▶ **MATERIAL SHOWN**
────────

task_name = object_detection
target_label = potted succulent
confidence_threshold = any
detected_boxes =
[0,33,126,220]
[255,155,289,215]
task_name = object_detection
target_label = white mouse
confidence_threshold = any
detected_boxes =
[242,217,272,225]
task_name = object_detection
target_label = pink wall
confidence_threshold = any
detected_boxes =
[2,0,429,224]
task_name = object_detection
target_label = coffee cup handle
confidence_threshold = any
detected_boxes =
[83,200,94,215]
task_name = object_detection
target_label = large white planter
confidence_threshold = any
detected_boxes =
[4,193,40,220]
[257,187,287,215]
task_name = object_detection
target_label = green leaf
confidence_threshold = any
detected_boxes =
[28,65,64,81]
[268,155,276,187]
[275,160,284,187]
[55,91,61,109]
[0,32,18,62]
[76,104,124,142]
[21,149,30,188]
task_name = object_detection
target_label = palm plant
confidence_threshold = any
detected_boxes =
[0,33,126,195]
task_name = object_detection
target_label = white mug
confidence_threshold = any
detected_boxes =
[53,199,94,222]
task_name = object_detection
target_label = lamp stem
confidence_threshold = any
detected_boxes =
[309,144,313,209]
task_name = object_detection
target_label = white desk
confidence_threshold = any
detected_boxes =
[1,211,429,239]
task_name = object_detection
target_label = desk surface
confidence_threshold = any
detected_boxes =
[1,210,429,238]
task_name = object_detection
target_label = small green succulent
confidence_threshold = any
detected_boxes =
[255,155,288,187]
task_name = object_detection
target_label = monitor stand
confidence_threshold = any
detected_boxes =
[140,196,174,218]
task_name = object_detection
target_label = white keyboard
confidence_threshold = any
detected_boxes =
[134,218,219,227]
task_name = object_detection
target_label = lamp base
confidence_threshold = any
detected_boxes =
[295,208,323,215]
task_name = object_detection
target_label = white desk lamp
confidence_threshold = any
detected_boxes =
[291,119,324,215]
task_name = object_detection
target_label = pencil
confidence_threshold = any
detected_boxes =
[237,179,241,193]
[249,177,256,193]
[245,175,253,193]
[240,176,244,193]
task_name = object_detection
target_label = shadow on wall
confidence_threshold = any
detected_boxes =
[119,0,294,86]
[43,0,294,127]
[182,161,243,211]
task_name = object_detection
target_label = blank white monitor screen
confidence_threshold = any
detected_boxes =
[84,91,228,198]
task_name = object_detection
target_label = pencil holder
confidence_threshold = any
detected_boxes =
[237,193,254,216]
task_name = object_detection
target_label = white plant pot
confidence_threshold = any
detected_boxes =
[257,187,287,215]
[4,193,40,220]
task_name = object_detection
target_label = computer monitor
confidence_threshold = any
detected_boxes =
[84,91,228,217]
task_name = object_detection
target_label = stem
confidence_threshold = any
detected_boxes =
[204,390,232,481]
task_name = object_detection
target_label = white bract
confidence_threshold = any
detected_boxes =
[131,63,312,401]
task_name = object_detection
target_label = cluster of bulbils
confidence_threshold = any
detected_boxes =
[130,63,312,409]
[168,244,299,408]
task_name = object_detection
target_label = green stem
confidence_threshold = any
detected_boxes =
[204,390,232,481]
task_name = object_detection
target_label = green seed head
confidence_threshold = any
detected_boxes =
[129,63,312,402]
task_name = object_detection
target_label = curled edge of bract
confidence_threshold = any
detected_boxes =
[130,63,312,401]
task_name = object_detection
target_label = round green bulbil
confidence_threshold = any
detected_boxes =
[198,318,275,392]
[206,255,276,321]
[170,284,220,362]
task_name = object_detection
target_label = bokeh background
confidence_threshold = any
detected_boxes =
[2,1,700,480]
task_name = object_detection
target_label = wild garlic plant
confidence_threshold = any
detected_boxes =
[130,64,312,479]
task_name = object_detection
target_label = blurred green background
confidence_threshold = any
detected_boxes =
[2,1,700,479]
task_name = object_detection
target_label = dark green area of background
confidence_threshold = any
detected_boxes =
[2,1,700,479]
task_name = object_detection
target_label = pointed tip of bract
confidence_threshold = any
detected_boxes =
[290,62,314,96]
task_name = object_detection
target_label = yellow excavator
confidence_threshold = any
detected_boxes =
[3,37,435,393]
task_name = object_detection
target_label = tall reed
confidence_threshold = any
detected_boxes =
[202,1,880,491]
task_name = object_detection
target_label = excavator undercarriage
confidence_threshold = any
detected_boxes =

────────

▶ **PROBLEM TO WORK ON**
Print every entry exactly as written.

▶ **YOUR SOLUTION**
task_name = object_detection
target_label = potted succulent
confidence_threshold = any
detected_boxes =
[0,33,126,220]
[255,155,289,215]
task_name = object_detection
target_label = white mouse
confidence_threshold = any
detected_boxes =
[242,217,272,225]
task_name = object_detection
target_label = pink wall
confidence_threshold = any
detected_boxes =
[2,0,429,224]
task_name = object_detection
target_label = coffee cup handle
confidence_threshold = any
detected_boxes =
[83,200,94,215]
task_name = object_detection
target_label = large white planter
confidence_threshold = any
detected_boxes =
[4,193,40,220]
[257,187,287,215]
task_name = object_detection
target_label = green leaf
confidence_threshold = any
detected_boxes =
[28,65,64,81]
[268,155,276,187]
[275,160,284,187]
[55,91,61,109]
[0,32,18,62]
[76,104,124,142]
[21,149,30,188]
task_name = object_detection
target_label = palm plant
confidence_threshold = any
detected_boxes =
[0,33,126,195]
task_name = object_detection
target_label = white mug
confidence_threshold = any
detected_boxes =
[53,199,94,222]
task_name = object_detection
target_label = lamp stem
confidence_threshold = any
detected_boxes =
[309,144,313,209]
task_name = object_detection
target_label = white desk
confidence_threshold = any
detected_boxes =
[1,211,429,239]
task_name = object_detection
target_label = desk surface
confidence_threshold = any
detected_boxes =
[1,210,429,238]
task_name = object_detection
target_label = small green succulent
confidence_threshold = any
detected_boxes =
[255,155,288,187]
task_name = object_detection
target_label = monitor stand
confidence_threshold = any
detected_boxes =
[140,196,174,218]
task_name = object_detection
target_label = white keyboard
confidence_threshold = any
detected_boxes =
[134,218,219,227]
task_name = object_detection
target_label = lamp base
confidence_threshold = any
detected_boxes =
[295,208,323,215]
task_name = object_detection
target_label = white desk lamp
confidence_threshold = any
detected_boxes =
[291,119,324,215]
task_name = object_detection
target_label = pencil
confidence_threshold = any
detected_boxes =
[237,179,241,193]
[249,177,256,193]
[245,175,253,193]
[240,176,244,193]
task_name = object_detection
target_label = shadow on wall
confidence_threshold = any
detected_boxes =
[119,0,294,86]
[43,0,294,127]
[182,161,243,211]
task_name = object_detection
target_label = blank white monitor screen
confidence_threshold = any
detected_boxes =
[84,91,228,198]
task_name = object_detection
target_label = pencil holder
confidence_threshold = any
detected_boxes =
[237,193,254,216]
task_name = object_detection
target_label = white plant pot
confidence_threshold = any
detected_boxes =
[257,187,287,215]
[4,193,40,220]
task_name = object_detection
target_label = computer monitor
confidence_threshold = any
detected_boxes =
[84,91,228,217]
task_name = object_detection
target_label = stem
confidence_threshold = any
detected_boxes =
[204,390,232,481]
task_name = object_detection
target_label = white bract
confidence_threshold = any
detected_boxes =
[131,63,312,401]
task_name = object_detection
target_label = cluster of bulbils
confidence_threshold = any
detected_boxes =
[130,63,312,409]
[168,244,299,408]
task_name = object_detection
target_label = green stem
confidence_threshold = any
detected_boxes =
[204,390,232,481]
task_name = object_detection
target_label = green seed head
confidence_threshold = any
detected_boxes =
[129,63,312,402]
task_name = object_detection
target_label = curled edge of bract
confidence_threshold = any
detected_boxes =
[130,63,312,401]
task_name = object_detection
target_label = round green bulbil
confidence_threshold = any
detected_boxes =
[198,318,275,392]
[206,255,276,321]
[170,284,220,362]
task_name = object_detection
target_label = bokeh background
confidence_threshold = any
detected_boxes =
[2,1,700,480]
task_name = object_detection
target_label = wild garlic plant
confidence_threshold = any
detected_boxes =
[130,64,312,479]
task_name = object_detection
target_label = blurred green background
confidence_threshold = any
detected_boxes =
[2,1,700,479]
task_name = object_detection
target_label = dark green area of background
confidence_threshold = any
detected_boxes =
[2,1,700,479]
task_name = object_detection
target_label = pointed tip of bract
confidence_threshold = any
detected_boxes =
[290,62,314,96]
task_name = object_detection
target_label = yellow excavator
confidence_threshold = any
detected_boxes =
[3,37,435,393]
task_name = object_detection
target_label = tall reed
confidence_threshold = any
detected_boxes =
[202,1,880,491]
task_name = object_detection
target_label = excavator undercarriage
confidence_threshold = any
detected_boxes =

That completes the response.